**Task to complete**
Retype the data that follows line by line, exactly, and leave its pictures out.

* start *

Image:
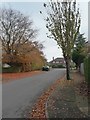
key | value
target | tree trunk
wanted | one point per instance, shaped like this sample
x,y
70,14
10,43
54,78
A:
x,y
68,68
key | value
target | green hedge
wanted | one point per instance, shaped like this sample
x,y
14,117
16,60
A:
x,y
87,68
10,69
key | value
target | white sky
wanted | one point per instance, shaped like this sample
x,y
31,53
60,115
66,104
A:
x,y
32,9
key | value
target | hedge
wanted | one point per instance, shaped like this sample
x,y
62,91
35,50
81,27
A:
x,y
87,68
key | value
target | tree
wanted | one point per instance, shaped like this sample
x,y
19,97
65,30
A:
x,y
15,29
79,51
63,22
16,36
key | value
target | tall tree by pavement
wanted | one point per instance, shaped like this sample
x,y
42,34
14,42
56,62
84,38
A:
x,y
63,22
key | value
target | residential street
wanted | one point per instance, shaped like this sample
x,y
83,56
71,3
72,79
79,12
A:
x,y
19,96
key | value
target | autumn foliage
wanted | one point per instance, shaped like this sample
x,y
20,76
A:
x,y
18,47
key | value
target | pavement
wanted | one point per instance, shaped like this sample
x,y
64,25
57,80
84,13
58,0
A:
x,y
19,96
65,102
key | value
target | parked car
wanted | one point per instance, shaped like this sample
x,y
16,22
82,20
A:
x,y
45,68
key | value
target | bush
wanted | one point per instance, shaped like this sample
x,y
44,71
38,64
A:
x,y
87,68
11,69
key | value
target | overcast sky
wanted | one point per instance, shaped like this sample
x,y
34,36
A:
x,y
32,9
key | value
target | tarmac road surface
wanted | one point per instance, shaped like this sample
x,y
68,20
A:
x,y
20,95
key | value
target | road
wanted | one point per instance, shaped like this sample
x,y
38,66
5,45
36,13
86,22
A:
x,y
20,95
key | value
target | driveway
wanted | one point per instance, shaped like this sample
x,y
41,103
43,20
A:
x,y
19,96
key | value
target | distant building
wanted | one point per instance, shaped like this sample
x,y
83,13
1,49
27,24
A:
x,y
57,61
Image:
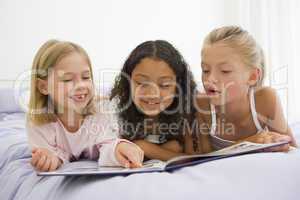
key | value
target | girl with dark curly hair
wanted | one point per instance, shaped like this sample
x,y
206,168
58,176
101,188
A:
x,y
154,94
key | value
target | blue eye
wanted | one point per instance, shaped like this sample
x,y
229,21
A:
x,y
86,78
226,71
66,80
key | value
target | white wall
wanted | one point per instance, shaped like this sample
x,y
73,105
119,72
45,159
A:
x,y
108,30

* end *

**Written solution**
Image:
key | value
target | tree trunk
wanted | one point per instance, shaped like this sample
x,y
70,14
10,43
54,78
A:
x,y
68,68
key | value
target | green hedge
wanted | one point per instance, shaped like this sample
x,y
14,117
16,60
A:
x,y
87,68
10,69
key | value
target | white sky
wanted | one point per instance, shaped like this sample
x,y
31,53
60,115
66,104
A:
x,y
32,9
key | value
target | hedge
wanted | one point per instance, shaped like this sample
x,y
62,91
35,50
81,27
A:
x,y
87,68
key | value
target | tree
wanted | one point per instance, shaped like this sample
x,y
19,97
65,30
A:
x,y
15,29
79,51
63,22
16,36
key | value
target | tall tree by pavement
wanted | one point per instance, shaped like this sample
x,y
42,34
14,42
56,62
84,38
A:
x,y
63,22
key | value
target | residential street
wanted | one point per instance, shaped like this sample
x,y
83,56
71,3
72,79
79,12
A:
x,y
19,96
key | value
target | autumn foliage
wanted | one point per instance, shaped like this sample
x,y
20,76
A:
x,y
18,47
key | value
target | pavement
wanted | one point per instance, shaped like this sample
x,y
64,25
57,80
84,13
58,0
A:
x,y
19,96
65,102
key | value
target | parked car
wanted | one point per instance, shaped like this sample
x,y
16,22
82,20
A:
x,y
45,68
key | value
target | bush
wanted | one point per instance, shaped like this sample
x,y
44,71
38,64
A:
x,y
87,68
11,69
key | value
target | overcast sky
wanted | one point per instance, shaped like this sample
x,y
34,36
A:
x,y
32,9
key | value
target | tarmac road surface
wanted | one point per instance, shaped like this sample
x,y
68,20
A:
x,y
20,95
key | value
target | road
wanted | one point per instance, shaped like this sample
x,y
38,66
5,45
36,13
86,22
A:
x,y
20,95
key | value
target | driveway
wanted | one point per instance, shaped like this sample
x,y
41,103
43,20
A:
x,y
19,96
key | value
target | distant building
wanted | one point per instance, shaped like this sample
x,y
83,13
1,49
27,24
A:
x,y
57,61
Image:
key | value
target | girl with dark curly hair
wanted | one point per instance, shaped like this sample
x,y
206,168
58,176
101,188
A:
x,y
154,94
key | value
target | blue eye
wanted | one point per instance, shaped like this sample
x,y
229,21
A:
x,y
86,78
226,71
66,80
key | value
target | white wall
wanted | one point per instance, shaped like this sample
x,y
73,105
119,72
45,159
A:
x,y
108,30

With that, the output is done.